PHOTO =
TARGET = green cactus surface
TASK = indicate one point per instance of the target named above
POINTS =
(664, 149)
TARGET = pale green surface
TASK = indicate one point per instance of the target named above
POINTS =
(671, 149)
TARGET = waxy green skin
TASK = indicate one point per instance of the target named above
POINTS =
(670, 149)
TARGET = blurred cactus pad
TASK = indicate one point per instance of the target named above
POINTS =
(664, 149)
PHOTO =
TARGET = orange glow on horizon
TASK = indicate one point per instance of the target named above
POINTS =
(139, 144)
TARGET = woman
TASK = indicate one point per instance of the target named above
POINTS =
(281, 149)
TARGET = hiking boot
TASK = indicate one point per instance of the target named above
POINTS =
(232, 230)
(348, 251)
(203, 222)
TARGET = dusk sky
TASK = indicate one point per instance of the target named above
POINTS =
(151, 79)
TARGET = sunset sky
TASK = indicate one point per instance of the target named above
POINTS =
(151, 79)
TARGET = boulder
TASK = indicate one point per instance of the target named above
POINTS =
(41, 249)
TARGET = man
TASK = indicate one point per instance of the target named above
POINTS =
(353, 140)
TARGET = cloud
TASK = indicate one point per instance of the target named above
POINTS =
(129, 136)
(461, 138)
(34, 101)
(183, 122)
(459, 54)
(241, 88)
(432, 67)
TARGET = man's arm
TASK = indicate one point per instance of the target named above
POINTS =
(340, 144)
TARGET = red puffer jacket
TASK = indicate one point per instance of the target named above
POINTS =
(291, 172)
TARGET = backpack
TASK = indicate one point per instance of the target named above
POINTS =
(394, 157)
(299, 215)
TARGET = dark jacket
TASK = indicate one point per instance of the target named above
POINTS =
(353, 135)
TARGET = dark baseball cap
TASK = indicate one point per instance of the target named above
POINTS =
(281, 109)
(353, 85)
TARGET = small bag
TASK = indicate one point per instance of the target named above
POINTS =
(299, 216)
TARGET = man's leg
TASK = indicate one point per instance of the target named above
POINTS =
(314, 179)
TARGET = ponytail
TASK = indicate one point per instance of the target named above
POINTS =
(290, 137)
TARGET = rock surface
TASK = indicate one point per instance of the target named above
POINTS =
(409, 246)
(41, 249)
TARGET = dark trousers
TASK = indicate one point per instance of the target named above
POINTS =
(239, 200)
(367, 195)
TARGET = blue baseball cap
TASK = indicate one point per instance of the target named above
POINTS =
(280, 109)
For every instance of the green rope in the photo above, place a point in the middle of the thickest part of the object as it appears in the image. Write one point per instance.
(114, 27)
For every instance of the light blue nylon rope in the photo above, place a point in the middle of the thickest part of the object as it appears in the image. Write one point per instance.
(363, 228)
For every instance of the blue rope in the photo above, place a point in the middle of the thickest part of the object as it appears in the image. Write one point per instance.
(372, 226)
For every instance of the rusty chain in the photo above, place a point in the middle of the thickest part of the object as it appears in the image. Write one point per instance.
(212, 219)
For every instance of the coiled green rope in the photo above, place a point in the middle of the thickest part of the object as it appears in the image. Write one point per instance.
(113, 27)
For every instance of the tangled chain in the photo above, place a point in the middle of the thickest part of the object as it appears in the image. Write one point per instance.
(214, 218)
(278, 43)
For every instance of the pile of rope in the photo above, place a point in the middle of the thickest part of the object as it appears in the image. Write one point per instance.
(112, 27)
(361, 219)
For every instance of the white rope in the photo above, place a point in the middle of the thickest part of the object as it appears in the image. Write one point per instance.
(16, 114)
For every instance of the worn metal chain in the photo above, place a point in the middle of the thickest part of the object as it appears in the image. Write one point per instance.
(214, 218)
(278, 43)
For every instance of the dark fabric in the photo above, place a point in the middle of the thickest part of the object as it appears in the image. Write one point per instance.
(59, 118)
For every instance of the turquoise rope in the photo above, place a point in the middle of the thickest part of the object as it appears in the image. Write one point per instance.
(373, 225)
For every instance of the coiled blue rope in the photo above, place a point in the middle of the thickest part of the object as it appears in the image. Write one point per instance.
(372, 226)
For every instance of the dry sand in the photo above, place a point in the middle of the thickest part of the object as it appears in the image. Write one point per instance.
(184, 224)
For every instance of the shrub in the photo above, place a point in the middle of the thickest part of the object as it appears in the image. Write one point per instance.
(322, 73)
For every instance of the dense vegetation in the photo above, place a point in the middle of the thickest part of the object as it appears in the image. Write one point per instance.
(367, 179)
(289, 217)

§ **Instructions for the task**
Reproducing the whole listing above is not the task. Copy exactly only the lines from the one with "TARGET = blurred cactus pad" to the one with "TARGET = sunset sky", both kept.

§ **Task result**
TARGET = blurred cactus pad
TASK = indicate one point per instance of the target named above
POINTS =
(664, 149)
PHOTO =
TARGET = orange glow on horizon
TASK = indicate one point per instance of the target named above
POINTS =
(139, 144)
TARGET = woman
TASK = indicate one point per instance of the target named above
POINTS =
(281, 149)
TARGET = hiking boot
TASK = indicate one point per instance of the target named above
POINTS =
(232, 230)
(348, 251)
(203, 222)
TARGET = dusk sky
TASK = indicate one point per instance of the target named above
POINTS =
(151, 79)
TARGET = sunset sky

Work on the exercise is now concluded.